About this task:
Go through the entries and transcribe each one exactly, dropping the pictures.

(Stored items from a collection)
# # # # # # #

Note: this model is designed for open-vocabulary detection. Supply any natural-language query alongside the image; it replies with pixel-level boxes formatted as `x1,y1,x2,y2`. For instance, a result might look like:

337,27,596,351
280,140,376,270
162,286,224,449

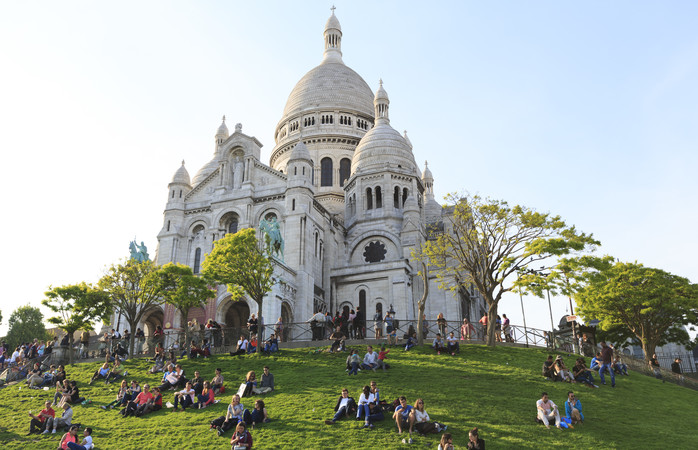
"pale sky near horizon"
1,1,696,338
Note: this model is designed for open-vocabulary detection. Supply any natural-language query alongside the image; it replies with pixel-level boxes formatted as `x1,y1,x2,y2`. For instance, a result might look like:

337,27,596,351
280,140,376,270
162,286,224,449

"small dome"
375,79,389,102
191,158,219,186
351,122,417,174
325,11,341,31
171,160,191,185
216,116,229,138
289,139,312,163
422,161,433,181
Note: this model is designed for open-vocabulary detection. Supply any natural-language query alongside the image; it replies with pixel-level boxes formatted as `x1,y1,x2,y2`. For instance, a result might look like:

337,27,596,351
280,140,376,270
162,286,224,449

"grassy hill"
0,344,695,449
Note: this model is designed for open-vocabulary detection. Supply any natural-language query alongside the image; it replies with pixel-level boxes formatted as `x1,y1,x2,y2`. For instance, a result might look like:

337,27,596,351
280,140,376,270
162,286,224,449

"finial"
331,5,336,14
424,160,428,167
222,115,226,123
181,160,185,166
379,78,383,87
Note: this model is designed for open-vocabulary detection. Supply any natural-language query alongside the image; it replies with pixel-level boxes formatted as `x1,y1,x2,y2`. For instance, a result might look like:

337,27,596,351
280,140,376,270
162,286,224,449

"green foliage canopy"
421,194,599,346
574,259,698,361
5,305,48,349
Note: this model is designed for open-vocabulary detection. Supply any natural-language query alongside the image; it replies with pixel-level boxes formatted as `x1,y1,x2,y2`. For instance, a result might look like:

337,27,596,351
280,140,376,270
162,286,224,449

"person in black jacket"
324,388,357,424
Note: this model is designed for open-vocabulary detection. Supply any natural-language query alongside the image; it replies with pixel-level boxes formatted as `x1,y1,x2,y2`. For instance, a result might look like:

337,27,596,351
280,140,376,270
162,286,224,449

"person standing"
373,310,383,338
598,341,615,388
436,313,447,337
307,311,325,341
355,306,365,339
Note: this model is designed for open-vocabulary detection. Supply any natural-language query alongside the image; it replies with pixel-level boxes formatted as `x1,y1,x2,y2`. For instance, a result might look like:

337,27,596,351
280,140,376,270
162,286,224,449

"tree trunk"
641,339,657,364
68,333,75,365
254,297,264,357
416,262,429,347
180,309,190,349
486,303,498,347
127,319,137,357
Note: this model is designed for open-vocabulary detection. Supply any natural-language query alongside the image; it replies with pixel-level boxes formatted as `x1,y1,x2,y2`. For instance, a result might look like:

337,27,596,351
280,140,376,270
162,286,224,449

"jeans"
599,363,615,386
67,443,87,450
575,371,595,385
333,405,349,422
174,395,193,409
361,363,378,370
357,403,370,419
349,362,359,375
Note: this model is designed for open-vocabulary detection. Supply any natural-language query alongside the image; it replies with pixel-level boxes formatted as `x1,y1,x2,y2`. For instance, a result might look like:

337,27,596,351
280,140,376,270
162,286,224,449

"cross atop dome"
331,5,336,14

# # # # # # #

Answer below:
Note: this model is designed for open-vocabulary detection. Supply any natural-language query alongside the image; it replies with pixel-level boxes formatted as `x1,y1,x2,y2`. For instance, a result might look like:

337,27,596,351
280,140,376,270
162,286,224,449

"pale sky near horizon"
1,1,696,338
Note: this model is designed for open-vocabulary detection. Supply any natural-language query alongside the image; it replies with pixel-level boxes formatted as `x1,y1,x2,y2`. For instance, a result might look like:

337,27,596,351
280,140,376,270
162,286,224,449

"small dome"
375,79,389,102
191,158,219,186
351,122,417,174
325,11,341,31
171,160,191,185
216,116,229,138
289,139,312,163
422,161,433,181
Note: this model is designed for open-vocabulary detection. Supply any natural-language query alongside the image; it replies with pixel-level boxes formatted as `x1,y1,x2,y2`. For instance, a result might look like:

337,27,596,351
280,140,376,270
162,286,224,449

"grassy hill"
0,344,695,449
Note: this model is designed for open-vocabulary detection. Supply any natural-language query alongside the image; it replies with pixel-level boxes formatted as `x1,y1,x2,y2`. For instance, a result might look like:

337,27,596,351
280,140,376,270
162,286,224,449

"finial"
331,5,336,14
424,160,428,167
222,115,226,123
181,160,185,166
379,78,383,87
Note: this model is designed for open-vocabulary detection. Supply any natural-language query alongside the image; it replies with pixel-level boxes formatted as `x1,y1,x2,y2`. For instance, a result might look like:

337,27,596,351
280,140,376,270
162,286,224,449

"green foliage canopy"
421,194,599,346
574,259,698,361
5,305,48,349
Note: this model is designed for open-vocabulary detection. Supply any natural-language query alongside the image; it replies with pixel-level boxes formatted as `x1,y1,x2,y2`. For instance, a result might look like:

337,27,596,351
280,140,376,270
162,286,224,449

"person in black jacket"
324,388,357,424
Note: this model is designed for open-vocabulary detection. Supply any natural-language query alongside the image; it replies with pixel-level boxes formatted as `x1,y1,x2,y2`. For instance, a result might look like:

337,27,596,351
280,140,376,270
162,286,224,449

"person standing"
373,310,383,338
598,341,615,388
436,313,447,337
307,311,325,341
355,306,365,339
Note: this model is designed for open-vocabulary detection. Supply any natural-language query alongside the image; it replies with pixel-level boxes formatted as `x1,y1,x2,y2`. For instance, a result might look like:

337,27,596,351
280,140,376,270
162,286,224,449

"tree trunk"
641,339,657,364
68,333,75,365
254,297,264,357
416,262,429,347
180,309,190,349
486,303,498,347
127,319,137,357
Note: this model is designed for open-vocabulary detection. Supply any natural-language query alongside the image; it replies with pixel-level boxes formatted as `x1,y1,x2,y2`. For instance, a result might look like:

337,27,596,351
280,140,376,270
162,286,224,449

"jeans"
599,363,615,386
67,443,87,450
575,371,595,385
333,405,349,422
174,395,193,409
361,363,378,370
357,403,370,419
349,362,359,375
Note: this model is designed for open-vocabulary detection. Supply any natural-language query alongside the image; it replies with pixel-level boxes formatted as `x1,y1,x2,y2`. For instance, a result might look like:

337,27,596,351
280,140,376,270
162,286,224,449

"cross atop dome"
331,5,336,14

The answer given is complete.